**What is required:** In the records, change every "man's beard" to "man's mustache" in the part that opens with the line containing "Where can the geometric" and closes with the line containing "pixel 661 206", keeping all other text the same. Give only those lines.
# Data for the task start
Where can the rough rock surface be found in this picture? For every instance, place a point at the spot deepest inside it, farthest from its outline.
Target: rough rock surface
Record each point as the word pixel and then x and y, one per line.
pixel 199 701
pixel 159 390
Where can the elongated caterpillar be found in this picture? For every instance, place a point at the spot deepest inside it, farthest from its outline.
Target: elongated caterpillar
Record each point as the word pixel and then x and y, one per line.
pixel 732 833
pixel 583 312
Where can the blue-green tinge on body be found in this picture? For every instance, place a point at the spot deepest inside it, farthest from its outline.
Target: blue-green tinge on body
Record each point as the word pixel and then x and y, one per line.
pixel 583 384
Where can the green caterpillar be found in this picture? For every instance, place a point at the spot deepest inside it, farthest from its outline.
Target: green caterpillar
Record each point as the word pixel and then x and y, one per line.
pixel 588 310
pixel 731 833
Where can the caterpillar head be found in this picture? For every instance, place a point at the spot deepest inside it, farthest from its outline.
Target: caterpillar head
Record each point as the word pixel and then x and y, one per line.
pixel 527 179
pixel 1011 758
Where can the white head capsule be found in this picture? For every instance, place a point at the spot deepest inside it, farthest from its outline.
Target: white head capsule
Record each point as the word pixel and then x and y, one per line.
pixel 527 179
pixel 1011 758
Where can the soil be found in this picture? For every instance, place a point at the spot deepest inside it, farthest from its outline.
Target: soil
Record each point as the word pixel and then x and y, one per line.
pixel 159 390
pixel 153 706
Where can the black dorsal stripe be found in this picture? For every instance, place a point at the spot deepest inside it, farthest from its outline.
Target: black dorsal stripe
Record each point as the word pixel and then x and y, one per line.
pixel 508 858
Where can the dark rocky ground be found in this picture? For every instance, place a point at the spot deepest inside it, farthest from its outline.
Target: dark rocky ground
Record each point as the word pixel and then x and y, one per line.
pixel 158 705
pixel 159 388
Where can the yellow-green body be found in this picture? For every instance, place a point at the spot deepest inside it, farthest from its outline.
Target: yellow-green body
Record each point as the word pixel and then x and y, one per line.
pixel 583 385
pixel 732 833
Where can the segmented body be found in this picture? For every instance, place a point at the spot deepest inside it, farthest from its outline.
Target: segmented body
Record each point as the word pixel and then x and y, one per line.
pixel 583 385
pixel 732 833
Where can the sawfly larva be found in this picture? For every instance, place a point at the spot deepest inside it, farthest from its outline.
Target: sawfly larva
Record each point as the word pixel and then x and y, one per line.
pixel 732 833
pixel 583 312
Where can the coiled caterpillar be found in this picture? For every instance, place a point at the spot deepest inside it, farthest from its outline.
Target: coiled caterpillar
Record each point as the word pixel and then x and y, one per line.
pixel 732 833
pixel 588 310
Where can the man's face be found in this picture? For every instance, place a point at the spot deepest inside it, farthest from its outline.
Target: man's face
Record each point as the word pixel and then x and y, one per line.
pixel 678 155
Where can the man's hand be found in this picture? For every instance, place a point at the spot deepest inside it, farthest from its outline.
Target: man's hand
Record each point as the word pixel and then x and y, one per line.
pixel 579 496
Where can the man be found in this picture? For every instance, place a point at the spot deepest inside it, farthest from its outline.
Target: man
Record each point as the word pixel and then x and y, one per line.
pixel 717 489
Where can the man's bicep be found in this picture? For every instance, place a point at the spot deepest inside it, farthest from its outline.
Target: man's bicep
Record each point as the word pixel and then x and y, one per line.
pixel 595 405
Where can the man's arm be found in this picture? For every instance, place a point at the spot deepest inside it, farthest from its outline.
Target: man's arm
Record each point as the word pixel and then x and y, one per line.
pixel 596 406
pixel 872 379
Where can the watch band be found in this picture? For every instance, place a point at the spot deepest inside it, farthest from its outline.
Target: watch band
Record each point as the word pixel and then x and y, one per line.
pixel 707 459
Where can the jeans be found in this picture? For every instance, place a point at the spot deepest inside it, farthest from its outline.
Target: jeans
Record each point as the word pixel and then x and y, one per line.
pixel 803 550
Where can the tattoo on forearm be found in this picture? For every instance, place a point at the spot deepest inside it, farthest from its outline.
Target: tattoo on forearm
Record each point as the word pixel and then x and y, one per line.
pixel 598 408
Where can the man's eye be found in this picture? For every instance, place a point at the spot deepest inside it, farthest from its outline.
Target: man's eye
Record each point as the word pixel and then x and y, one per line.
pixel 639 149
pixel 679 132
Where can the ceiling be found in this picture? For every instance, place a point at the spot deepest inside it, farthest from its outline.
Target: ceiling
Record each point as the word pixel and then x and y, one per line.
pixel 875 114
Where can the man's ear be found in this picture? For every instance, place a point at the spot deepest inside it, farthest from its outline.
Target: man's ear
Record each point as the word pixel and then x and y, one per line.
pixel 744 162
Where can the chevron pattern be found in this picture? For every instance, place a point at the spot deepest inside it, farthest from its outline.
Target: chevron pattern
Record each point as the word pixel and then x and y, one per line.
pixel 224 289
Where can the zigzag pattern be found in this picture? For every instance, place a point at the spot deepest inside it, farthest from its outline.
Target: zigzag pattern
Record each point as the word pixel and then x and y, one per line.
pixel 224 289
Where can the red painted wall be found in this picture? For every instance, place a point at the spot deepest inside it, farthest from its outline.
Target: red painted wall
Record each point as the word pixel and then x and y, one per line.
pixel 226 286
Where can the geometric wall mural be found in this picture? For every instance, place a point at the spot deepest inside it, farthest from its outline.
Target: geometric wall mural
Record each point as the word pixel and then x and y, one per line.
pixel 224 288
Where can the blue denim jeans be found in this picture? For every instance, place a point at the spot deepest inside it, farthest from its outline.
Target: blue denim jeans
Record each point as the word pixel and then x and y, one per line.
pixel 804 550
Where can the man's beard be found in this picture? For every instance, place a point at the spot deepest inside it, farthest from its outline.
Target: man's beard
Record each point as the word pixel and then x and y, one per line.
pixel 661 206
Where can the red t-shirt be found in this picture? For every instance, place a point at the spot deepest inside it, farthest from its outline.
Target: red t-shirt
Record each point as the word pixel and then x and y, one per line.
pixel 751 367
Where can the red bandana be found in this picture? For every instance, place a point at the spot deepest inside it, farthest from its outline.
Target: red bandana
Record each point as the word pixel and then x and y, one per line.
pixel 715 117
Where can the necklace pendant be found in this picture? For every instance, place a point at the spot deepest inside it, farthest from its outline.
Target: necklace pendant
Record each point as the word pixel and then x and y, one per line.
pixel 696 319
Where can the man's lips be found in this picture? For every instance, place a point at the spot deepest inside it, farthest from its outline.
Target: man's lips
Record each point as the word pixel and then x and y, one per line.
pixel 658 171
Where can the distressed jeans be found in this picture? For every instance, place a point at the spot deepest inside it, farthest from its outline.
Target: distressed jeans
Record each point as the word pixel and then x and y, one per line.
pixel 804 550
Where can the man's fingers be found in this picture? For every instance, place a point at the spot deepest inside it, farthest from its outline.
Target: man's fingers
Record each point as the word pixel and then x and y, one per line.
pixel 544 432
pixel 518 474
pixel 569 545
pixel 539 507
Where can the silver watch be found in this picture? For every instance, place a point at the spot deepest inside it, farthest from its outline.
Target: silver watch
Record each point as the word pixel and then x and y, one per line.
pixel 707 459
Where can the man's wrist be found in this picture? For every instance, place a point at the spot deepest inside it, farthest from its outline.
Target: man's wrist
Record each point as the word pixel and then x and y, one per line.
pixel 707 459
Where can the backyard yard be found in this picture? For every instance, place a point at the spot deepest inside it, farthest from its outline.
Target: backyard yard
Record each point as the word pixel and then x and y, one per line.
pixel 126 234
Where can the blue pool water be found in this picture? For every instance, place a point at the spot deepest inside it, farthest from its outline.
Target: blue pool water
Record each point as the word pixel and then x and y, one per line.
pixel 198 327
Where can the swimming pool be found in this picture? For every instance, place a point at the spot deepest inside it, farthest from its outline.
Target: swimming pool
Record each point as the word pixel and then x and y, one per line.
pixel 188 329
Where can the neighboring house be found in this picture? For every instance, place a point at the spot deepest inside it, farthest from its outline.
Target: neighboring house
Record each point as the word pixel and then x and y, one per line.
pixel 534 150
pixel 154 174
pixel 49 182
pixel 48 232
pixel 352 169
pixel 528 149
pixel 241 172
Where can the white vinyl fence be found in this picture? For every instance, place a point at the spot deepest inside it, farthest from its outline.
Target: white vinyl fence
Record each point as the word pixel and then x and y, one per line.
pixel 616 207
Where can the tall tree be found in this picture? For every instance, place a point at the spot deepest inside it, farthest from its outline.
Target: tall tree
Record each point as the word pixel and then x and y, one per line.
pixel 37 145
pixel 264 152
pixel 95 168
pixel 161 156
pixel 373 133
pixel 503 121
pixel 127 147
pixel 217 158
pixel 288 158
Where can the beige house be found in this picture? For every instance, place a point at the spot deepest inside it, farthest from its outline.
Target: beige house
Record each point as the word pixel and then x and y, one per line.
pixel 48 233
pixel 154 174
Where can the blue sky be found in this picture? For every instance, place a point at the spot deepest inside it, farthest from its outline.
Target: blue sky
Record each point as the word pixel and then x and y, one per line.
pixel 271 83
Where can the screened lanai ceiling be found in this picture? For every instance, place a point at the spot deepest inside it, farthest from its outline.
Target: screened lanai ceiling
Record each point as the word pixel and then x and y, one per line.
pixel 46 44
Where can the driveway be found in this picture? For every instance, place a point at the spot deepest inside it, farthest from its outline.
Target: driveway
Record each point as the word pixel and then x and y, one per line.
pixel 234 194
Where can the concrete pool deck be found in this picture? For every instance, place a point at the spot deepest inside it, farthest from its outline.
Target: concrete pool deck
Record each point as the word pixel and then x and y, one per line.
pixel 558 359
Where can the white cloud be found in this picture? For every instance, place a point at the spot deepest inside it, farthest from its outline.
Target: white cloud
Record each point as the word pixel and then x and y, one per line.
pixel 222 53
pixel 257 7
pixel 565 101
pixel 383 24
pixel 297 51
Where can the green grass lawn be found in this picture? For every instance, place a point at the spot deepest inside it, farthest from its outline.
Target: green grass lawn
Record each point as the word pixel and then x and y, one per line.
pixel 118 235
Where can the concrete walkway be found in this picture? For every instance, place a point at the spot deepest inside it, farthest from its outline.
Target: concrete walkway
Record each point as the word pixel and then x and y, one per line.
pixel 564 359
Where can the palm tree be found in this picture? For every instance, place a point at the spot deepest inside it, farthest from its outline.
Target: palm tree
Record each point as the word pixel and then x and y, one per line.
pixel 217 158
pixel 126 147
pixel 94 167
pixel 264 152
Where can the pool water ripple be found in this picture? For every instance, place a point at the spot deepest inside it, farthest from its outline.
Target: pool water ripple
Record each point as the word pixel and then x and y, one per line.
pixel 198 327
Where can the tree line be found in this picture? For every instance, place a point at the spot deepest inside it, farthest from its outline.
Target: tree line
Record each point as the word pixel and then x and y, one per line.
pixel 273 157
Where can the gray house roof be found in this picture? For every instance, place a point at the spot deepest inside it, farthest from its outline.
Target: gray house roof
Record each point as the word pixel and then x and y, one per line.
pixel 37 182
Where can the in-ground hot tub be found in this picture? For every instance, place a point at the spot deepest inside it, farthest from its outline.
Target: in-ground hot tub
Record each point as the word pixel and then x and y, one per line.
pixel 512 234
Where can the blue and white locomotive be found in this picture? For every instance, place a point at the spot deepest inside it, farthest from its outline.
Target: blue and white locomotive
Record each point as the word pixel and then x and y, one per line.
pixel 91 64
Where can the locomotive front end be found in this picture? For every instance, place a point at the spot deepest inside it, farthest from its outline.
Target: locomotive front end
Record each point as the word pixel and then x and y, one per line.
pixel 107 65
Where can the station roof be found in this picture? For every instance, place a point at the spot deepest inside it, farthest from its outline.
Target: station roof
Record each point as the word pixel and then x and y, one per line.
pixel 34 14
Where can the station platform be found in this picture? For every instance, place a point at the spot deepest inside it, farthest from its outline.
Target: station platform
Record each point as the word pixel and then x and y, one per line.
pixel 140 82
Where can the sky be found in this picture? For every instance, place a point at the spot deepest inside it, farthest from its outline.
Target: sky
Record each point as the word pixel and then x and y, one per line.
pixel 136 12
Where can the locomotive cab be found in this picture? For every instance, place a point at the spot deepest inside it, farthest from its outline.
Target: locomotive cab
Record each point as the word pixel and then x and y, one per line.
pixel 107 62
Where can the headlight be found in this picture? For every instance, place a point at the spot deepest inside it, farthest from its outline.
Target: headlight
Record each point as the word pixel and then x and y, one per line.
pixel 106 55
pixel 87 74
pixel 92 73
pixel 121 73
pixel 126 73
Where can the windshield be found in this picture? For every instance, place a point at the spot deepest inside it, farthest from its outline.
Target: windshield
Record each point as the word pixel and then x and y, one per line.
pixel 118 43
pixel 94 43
# Data for the task end
**Solved exercise:**
Where can the geometric wall mural be found in this picture? For every instance, place a point at the spot deepest inside it, farthest from its outline.
Target: geometric wall mural
Record each point as the word pixel and then x and y, one per line.
pixel 224 288
Where can the blue denim jeans be found in this picture? For every instance, place a point at the spot deepest inside it, farthest from its outline.
Target: blue denim jeans
Record each point as the word pixel and then x and y, one per line.
pixel 804 550
Where can the man's mustache be found in this picture? For every instance, place a point at the spot deepest inside it, farthest from its outline.
Target: man's mustache
Record each point as the word pixel and then x and y, one per line.
pixel 661 206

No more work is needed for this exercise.